201117: Closure and demolition
Shortly after the 2010 sale, Sears announced it would be closing its location at the mall, and it closed on April 3, 2011. JCPenney announced in January 2011 that it would eliminate all outlet stores; nine months later, SB Capital Group purchased all JCPenney Outlet Stores with plans to rename them and continue to operate them, including the Rolling Acres store, under the name JC's 5 Star Outlet. This venture was also unsuccessful, and all of the JC's 5 Star Outlet locations were closed in 2013. On December 31, 2013, the store was closed, which left the entire mall vacant.

--- Problem set ---
A: Answer these from the passage on the mall's closure:
(i) On what date did the Sears location at the mall close?
(ii) Which company bought all JCPenney Outlet Stores?
(iii) Under what name were those outlet stores to keep operating?
B: Carry on the passage on the mall's closure, starting after its final sentence.
The records have no connection to the passage on the mall's closure.

--- Data excerpts ---
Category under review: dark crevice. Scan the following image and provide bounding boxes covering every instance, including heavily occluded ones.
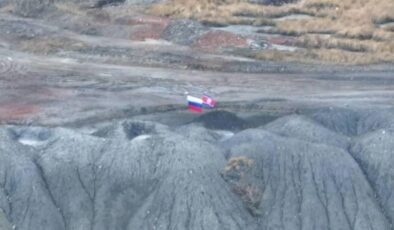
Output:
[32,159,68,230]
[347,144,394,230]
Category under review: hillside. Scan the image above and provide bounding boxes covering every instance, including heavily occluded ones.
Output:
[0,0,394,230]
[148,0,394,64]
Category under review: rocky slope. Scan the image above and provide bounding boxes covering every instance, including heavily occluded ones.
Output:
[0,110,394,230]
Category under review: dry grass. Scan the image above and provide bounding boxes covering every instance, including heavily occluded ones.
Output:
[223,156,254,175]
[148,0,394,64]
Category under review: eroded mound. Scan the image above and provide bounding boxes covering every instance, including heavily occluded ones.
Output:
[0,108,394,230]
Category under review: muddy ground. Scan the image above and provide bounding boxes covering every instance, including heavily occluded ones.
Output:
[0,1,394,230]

---

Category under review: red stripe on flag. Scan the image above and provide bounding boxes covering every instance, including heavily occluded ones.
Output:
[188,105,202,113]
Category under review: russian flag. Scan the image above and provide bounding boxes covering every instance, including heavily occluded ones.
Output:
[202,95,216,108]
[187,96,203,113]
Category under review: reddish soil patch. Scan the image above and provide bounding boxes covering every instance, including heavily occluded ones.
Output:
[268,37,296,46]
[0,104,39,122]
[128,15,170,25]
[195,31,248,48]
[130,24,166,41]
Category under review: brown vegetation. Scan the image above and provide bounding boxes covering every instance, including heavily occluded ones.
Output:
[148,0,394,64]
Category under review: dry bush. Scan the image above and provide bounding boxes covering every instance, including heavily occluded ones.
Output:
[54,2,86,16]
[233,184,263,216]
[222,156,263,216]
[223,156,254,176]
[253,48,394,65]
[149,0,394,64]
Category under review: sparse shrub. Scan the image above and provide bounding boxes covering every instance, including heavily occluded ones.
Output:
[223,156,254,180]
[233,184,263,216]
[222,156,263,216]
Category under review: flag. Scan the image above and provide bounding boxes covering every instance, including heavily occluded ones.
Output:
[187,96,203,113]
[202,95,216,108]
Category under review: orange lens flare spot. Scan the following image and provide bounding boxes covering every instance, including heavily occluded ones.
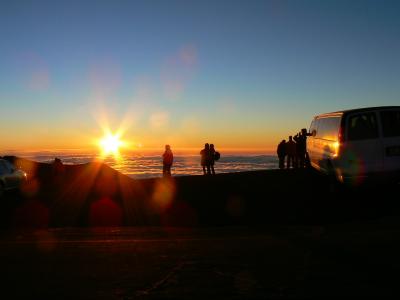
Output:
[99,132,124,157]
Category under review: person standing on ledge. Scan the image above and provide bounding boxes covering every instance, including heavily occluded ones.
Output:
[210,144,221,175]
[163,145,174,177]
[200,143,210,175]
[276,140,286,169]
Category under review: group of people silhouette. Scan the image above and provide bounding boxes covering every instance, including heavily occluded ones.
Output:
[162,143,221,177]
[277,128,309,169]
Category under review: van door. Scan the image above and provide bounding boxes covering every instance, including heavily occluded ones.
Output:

...

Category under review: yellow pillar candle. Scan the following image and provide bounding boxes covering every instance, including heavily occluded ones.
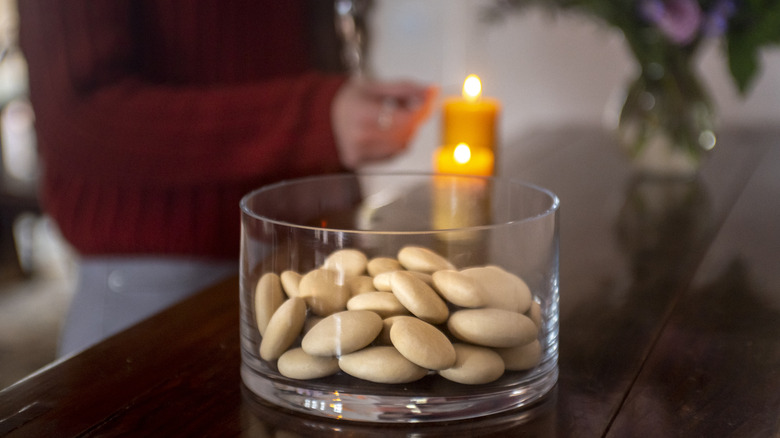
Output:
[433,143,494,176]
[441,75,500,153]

--- Per-task answers ---
A:
(i) April 3, 2011
(ii) SB Capital Group
(iii) JC's 5 Star Outlet

B:
A sheriff's sale was set to be held in October 2014, but was called off because of a filed bankruptcy on the part of Premier. The city attempted another sheriff's sale in March 2015 but it was again delayed to June 16, 2015, by an incorrect dismissal of the previous bankruptcy case. On June 16, the mall was once again pulled from sheriff's sale at the last second by a second bankruptcy filing by the owner. Subsequent sheriff's sales on August 6 and October 6 also failed at the last minute by bankruptcy filings. An agreement was reached in November 2015 to force the sale of the mall while legally barring Premier from filing for bankruptcy until two months after sales proceedings ended.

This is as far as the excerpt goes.